:: Instructions for the task ::
Return all of the data verbatim, dropping any picture.

---- Dataset excerpts

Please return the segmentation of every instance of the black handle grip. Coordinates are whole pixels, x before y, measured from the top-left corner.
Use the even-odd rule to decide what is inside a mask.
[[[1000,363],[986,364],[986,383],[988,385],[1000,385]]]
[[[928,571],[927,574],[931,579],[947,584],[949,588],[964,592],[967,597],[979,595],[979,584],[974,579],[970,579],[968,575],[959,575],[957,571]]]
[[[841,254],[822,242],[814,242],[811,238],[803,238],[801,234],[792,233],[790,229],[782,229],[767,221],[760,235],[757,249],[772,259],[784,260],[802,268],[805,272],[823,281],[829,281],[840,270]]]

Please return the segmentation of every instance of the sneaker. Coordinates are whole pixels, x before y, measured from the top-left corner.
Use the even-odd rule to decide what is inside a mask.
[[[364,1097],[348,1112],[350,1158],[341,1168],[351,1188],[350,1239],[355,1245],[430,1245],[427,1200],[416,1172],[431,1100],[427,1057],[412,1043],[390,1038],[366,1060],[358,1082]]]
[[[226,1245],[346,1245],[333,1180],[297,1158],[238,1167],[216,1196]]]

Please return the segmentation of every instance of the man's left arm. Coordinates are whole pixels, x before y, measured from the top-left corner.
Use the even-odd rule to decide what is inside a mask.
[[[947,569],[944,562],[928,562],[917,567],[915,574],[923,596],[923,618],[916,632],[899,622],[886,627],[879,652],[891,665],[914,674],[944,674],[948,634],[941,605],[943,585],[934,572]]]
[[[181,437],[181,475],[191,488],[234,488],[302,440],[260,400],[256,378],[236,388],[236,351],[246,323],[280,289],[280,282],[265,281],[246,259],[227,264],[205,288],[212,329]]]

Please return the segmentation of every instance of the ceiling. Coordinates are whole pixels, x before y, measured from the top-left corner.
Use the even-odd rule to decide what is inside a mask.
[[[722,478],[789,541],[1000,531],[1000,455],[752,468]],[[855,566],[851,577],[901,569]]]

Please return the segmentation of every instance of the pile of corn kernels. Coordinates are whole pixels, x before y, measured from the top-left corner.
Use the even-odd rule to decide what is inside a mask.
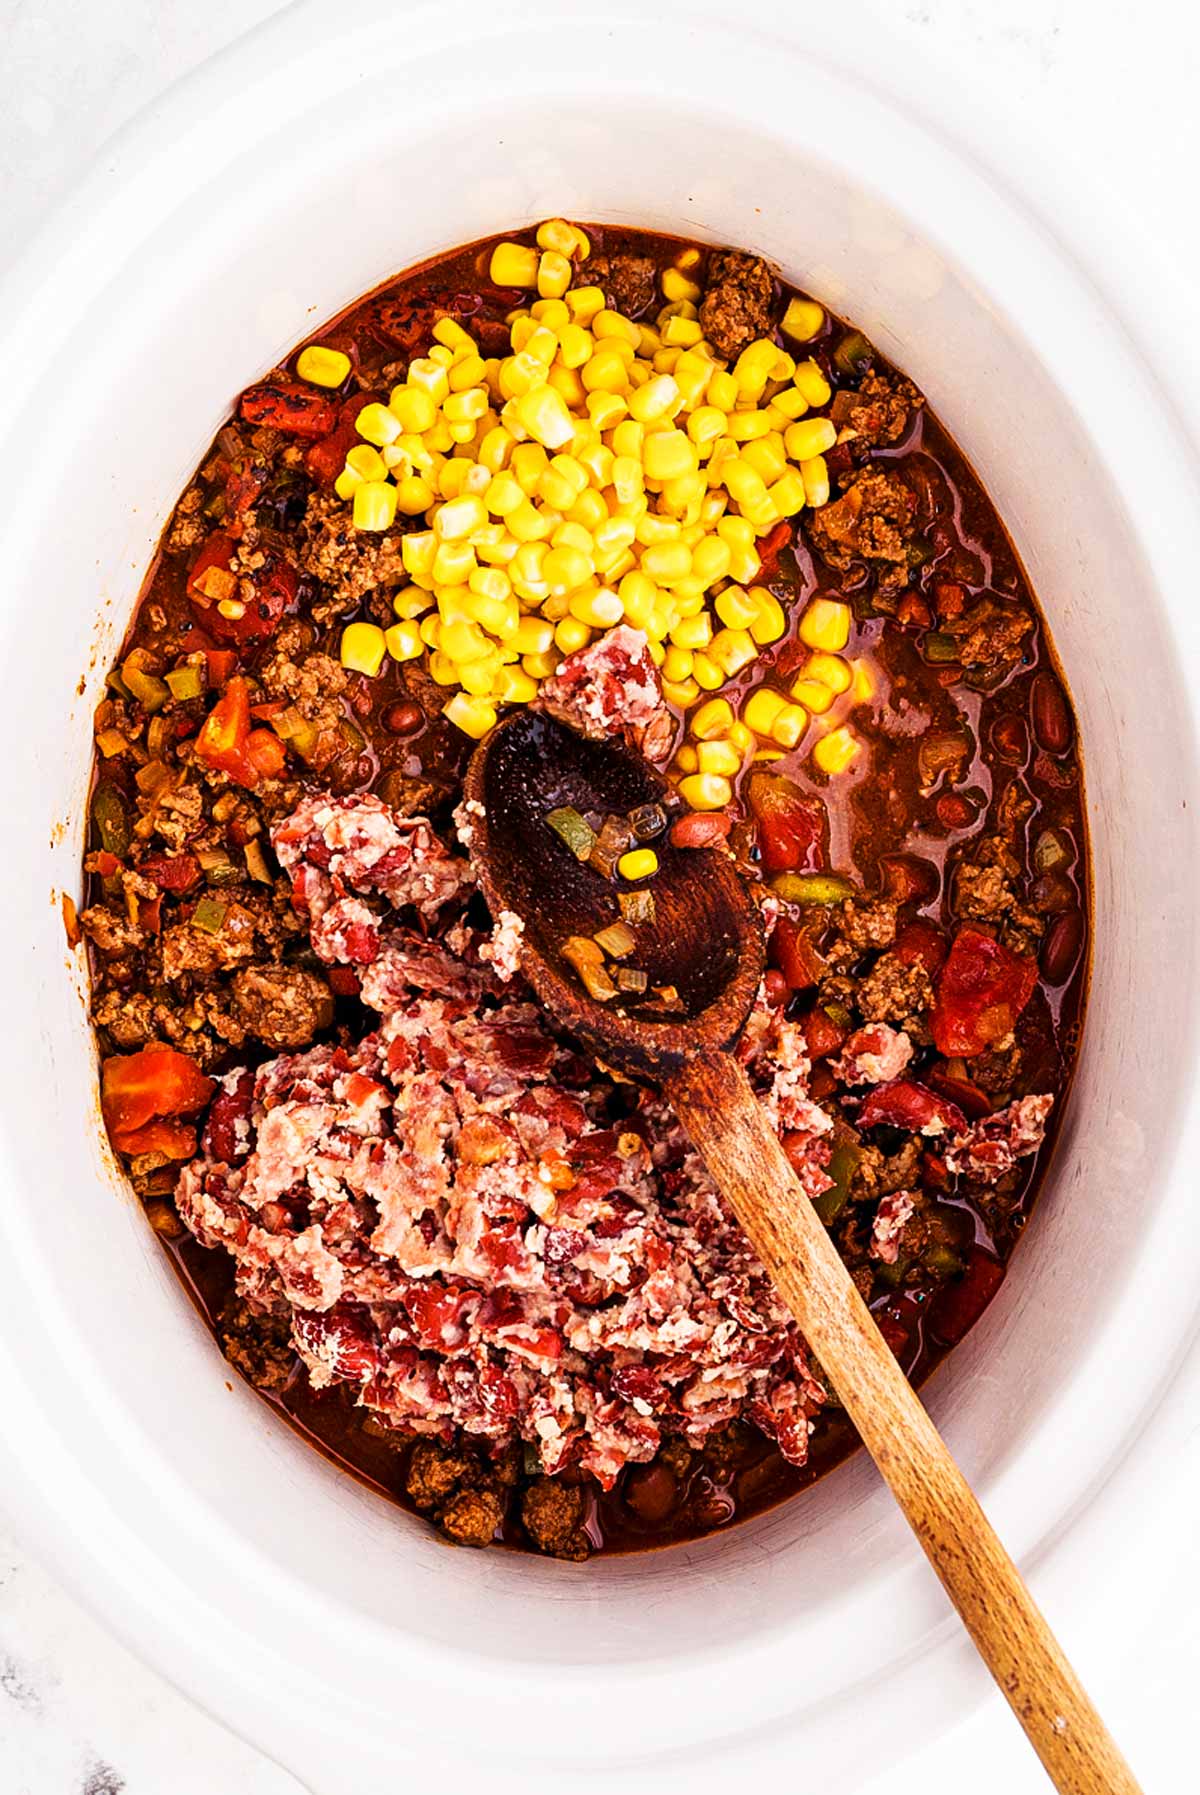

--------

:: Solution for this problem ::
Please return the segmentation of every instance of the black handle grip. Coordinates are whole pixels, x before y, measured from the top-left corner.
Use the even-odd rule to decide what is inside a mask.
[[[1000,363],[986,364],[986,383],[988,385],[1000,385]]]
[[[928,571],[927,574],[931,579],[947,584],[949,588],[964,592],[967,597],[979,595],[979,584],[974,579],[970,579],[968,575],[959,575],[957,571]]]
[[[841,254],[822,242],[814,242],[811,238],[803,238],[801,234],[792,233],[790,229],[782,229],[767,221],[760,235],[757,249],[772,259],[784,260],[802,268],[805,272],[823,281],[829,281],[840,270]]]

Please return the segmentation of every instance of the sneaker. Coordinates are whole pixels, x before y, measured from the top-left corner.
Use the even-odd rule to decide what is inside a mask.
[[[364,1097],[348,1112],[350,1158],[341,1168],[351,1188],[350,1239],[355,1245],[430,1245],[427,1200],[416,1172],[431,1100],[427,1057],[412,1043],[390,1038],[366,1060],[358,1082]]]
[[[226,1245],[346,1245],[333,1180],[297,1158],[238,1167],[216,1196]]]

Please return the segmentation of every instance of the man's left arm. Coordinates are whole pixels, x before y, measured from the top-left corner.
Use the even-odd rule to decide what is inside a mask.
[[[947,569],[944,562],[928,562],[917,567],[915,574],[923,596],[923,618],[916,632],[899,622],[886,627],[879,652],[891,665],[914,674],[944,674],[948,634],[941,605],[943,585],[934,572]]]
[[[181,437],[181,475],[191,488],[234,488],[302,440],[260,400],[256,378],[236,388],[236,351],[246,323],[280,289],[280,282],[265,281],[246,259],[227,264],[205,288],[212,329]]]

Please return the segmentation of every instance of the ceiling. Coordinates are whole pixels, x before y, measured from the top-left corner.
Use the even-odd rule to decide what is inside a mask.
[[[722,478],[789,541],[1000,531],[1000,455],[752,468]],[[855,566],[851,577],[901,569]]]

Please return the segmentation of every instance of the pile of corn kernels. Coordinates are whole pixels, x before y, measured from the top-left corner.
Use the even-odd rule to decide what is inside a mask.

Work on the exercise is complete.